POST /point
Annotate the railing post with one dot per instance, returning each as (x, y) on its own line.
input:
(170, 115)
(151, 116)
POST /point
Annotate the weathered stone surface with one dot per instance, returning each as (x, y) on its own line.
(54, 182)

---

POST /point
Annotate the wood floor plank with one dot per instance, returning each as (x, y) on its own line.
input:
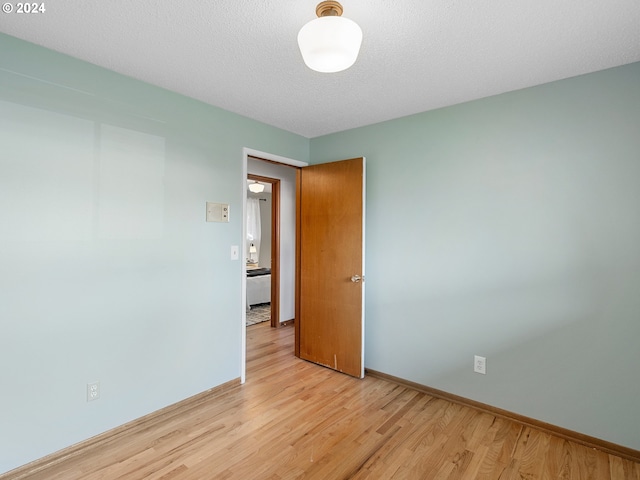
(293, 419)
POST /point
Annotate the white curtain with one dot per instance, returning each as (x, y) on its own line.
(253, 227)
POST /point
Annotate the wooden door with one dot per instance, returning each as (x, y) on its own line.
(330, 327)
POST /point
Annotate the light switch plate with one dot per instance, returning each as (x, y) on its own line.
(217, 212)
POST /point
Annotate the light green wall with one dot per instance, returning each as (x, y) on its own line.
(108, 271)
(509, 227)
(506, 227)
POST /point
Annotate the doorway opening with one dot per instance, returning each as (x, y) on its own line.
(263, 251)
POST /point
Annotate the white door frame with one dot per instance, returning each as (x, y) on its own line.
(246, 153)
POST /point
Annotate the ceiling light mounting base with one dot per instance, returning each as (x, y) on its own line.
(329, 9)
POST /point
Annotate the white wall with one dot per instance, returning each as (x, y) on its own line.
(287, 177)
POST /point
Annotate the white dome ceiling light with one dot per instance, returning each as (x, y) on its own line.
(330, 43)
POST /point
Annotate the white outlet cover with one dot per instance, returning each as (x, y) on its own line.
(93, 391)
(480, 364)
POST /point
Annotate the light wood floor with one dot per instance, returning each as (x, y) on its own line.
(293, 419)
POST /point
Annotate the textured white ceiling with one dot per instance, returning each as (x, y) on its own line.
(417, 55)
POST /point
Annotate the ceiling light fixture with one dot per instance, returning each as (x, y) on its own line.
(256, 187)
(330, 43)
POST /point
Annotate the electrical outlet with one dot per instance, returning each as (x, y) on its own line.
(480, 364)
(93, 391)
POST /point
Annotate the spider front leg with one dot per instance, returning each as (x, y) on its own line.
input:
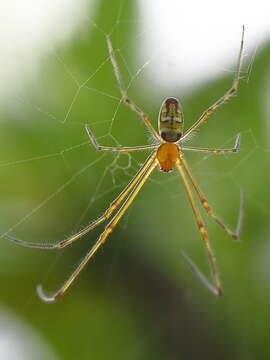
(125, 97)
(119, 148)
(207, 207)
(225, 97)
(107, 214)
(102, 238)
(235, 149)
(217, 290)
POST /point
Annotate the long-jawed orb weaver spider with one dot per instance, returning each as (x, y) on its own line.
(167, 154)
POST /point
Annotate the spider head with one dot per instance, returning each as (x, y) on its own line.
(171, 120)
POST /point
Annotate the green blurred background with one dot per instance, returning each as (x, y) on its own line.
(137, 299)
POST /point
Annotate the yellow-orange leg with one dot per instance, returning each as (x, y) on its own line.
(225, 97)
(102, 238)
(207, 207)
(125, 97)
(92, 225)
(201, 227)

--

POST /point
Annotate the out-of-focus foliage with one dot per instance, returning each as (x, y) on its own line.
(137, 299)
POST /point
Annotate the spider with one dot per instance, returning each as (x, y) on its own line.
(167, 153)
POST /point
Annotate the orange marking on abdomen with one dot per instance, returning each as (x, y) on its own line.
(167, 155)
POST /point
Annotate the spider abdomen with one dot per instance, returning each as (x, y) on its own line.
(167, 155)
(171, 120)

■ Stated task
Please tally the lines in the items above that contain the string "outlet", counting only matches with the same capitalization, and reply with the number alone.

■ The answer
2